_Quoted passage_
Homelessness, housing, and perverse incentives

  • Several argue there is a “homeless-industrial complex” or “nonprofit industrial complex” with incentives to keep problems unsolved to preserve funding.
  • One SF-focused subthread cites very high per-capita spending on homelessness and contrasts SF with cheaper but less generous cities like San Diego.
  • Others counter that homelessness is primarily driven by lack of affordable housing; nonprofits may be flawed but are not the root cause.

Root causes: housing vs addiction/mental health

  • One camp: affordability and supply constraints (zoning, NIMBYism, housing as an investment asset) are the primary drivers; drugs/mental illness are important but secondary.
  • Another camp: in West Coast cities, visible street homelessness is strongly linked to addiction and severe mental illness; simply adding units or vouchers won’t fix this cohort.
  • There is dispute over whether most homeless people are locals who lost housing or migrants “dumped”/drawn by services and climate; cited surveys and anecdotes conflict, and some data quality is called “unclear.”

International and structural comparisons

  • Examples invoked as “solutions” include Finland’s Housing First, Singapore’s social housing, German housing co-ops, and some Scandinavian regulatory models.
  • Others argue these cases are not easily transferable due to different demographics, political cultures, and land regimes; they see them as proof the problem is solvable in principle, not as ready-made blueprints.

Nonprofits vs government capacity

  • Many see heavy reliance on nonprofits as a sign of state failure: outsourced core functions with weak democratic oversight.
  • Proposed responses:
    • Rebuild public/state capacity and insource services.
    • Tighten procurement (competitive bidding, clear performance metrics).
    • Mandate granular financial transparency, audits funded by a small levy on nonprofit revenues, and caps on overhead/executive pay.
    • In housing, favor co-ops or tenant-owned associations over contractor nonprofits.

Political framing and rhetoric

  • Some view the article as a right-leaning, anti-“progressive” polemic that conflates anarchists, socialists, and neoliberals and leans heavily on criminal pasts of nonprofit staff.
  • Others think the tone is harsh but accept the core critique about corruption, regulatory capture, and lack of accountability in city–nonprofit relationships.

_Exercise 1_
In the summary on homelessness, which cheaper but less generous city is San Francisco contrasted with?
_Exercise 2_
Transcribe the stretch of the summary on homelessness from "Nonprofits vs government" through "of nonprofit staff.".

_Provided records_
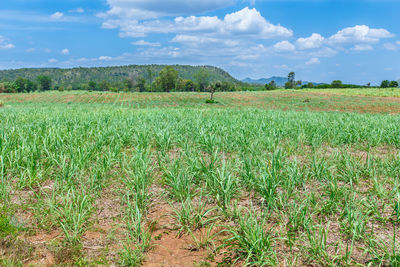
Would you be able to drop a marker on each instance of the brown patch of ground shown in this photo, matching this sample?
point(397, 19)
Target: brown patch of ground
point(169, 247)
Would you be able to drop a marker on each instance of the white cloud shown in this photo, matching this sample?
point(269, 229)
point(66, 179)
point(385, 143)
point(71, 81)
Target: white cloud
point(250, 21)
point(391, 46)
point(5, 44)
point(313, 61)
point(145, 43)
point(78, 10)
point(105, 58)
point(246, 22)
point(57, 15)
point(201, 40)
point(284, 46)
point(362, 47)
point(314, 41)
point(153, 9)
point(360, 34)
point(282, 67)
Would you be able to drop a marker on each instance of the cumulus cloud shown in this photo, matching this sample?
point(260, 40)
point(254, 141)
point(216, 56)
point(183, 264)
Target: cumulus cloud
point(360, 34)
point(314, 41)
point(392, 46)
point(284, 46)
point(5, 44)
point(313, 61)
point(362, 47)
point(57, 15)
point(78, 10)
point(246, 22)
point(105, 58)
point(145, 43)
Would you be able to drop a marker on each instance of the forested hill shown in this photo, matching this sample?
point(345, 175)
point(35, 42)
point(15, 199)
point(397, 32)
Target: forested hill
point(112, 74)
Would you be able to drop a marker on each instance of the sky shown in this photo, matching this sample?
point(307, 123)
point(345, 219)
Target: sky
point(356, 41)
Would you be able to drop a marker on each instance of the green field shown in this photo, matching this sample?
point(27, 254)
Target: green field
point(283, 178)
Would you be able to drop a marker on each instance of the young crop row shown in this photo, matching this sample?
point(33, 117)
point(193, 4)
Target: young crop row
point(244, 186)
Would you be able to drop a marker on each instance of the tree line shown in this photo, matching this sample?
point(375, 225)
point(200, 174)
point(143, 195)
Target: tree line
point(167, 80)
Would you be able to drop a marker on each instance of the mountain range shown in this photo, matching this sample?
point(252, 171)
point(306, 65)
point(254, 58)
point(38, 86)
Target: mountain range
point(280, 81)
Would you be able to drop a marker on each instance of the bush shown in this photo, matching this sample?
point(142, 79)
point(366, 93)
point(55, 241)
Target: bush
point(385, 84)
point(394, 84)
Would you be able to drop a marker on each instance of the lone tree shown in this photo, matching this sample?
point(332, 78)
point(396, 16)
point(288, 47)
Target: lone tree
point(394, 84)
point(336, 84)
point(291, 83)
point(214, 87)
point(385, 84)
point(44, 82)
point(189, 85)
point(270, 86)
point(141, 84)
point(167, 78)
point(202, 78)
point(150, 77)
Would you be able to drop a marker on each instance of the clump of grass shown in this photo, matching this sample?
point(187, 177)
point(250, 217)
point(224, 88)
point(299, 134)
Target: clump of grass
point(7, 228)
point(252, 241)
point(191, 217)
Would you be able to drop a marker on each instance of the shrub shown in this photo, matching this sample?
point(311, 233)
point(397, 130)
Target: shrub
point(385, 84)
point(394, 84)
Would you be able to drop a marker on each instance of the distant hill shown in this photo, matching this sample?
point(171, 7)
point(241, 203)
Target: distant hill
point(111, 74)
point(280, 81)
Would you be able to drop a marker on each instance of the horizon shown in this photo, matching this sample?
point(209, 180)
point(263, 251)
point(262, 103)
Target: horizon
point(319, 40)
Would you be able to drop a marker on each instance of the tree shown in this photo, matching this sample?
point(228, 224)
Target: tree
point(167, 78)
point(290, 84)
point(202, 78)
point(214, 87)
point(150, 77)
point(270, 86)
point(44, 82)
point(30, 86)
point(20, 84)
point(336, 84)
point(394, 84)
point(141, 84)
point(92, 86)
point(189, 85)
point(104, 86)
point(128, 84)
point(385, 84)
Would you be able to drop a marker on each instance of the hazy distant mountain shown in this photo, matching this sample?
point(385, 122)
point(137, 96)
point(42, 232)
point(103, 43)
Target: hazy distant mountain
point(280, 81)
point(112, 74)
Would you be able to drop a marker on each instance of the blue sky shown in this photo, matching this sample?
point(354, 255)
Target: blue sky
point(357, 41)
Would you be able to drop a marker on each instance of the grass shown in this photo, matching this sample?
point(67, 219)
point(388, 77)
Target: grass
point(256, 179)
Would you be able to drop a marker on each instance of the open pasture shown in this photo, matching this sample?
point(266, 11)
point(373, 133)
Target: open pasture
point(286, 178)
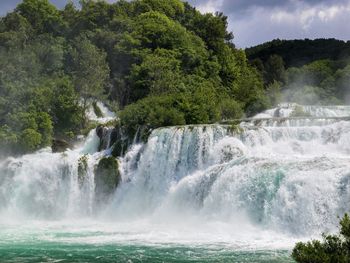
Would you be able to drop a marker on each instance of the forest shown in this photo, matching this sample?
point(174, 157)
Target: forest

_Answer 1_
San Diego.

_Answer 2_
Nonprofits vs government capacity

  • Many see heavy reliance on nonprofits as a sign of state failure: outsourced core functions with weak democratic oversight.
  • Proposed responses:
    • Rebuild public/state capacity and insource services.
    • Tighten procurement (competitive bidding, clear performance metrics).
    • Mandate granular financial transparency, audits funded by a small levy on nonprofit revenues, and caps on overhead/executive pay.
    • In housing, favor co-ops or tenant-owned associations over contractor nonprofits.

Political framing and rhetoric

  • Some view the article as a right-leaning, anti-“progressive” polemic that conflates anarchists, socialists, and neoliberals and leans heavily on criminal pasts of nonprofit staff.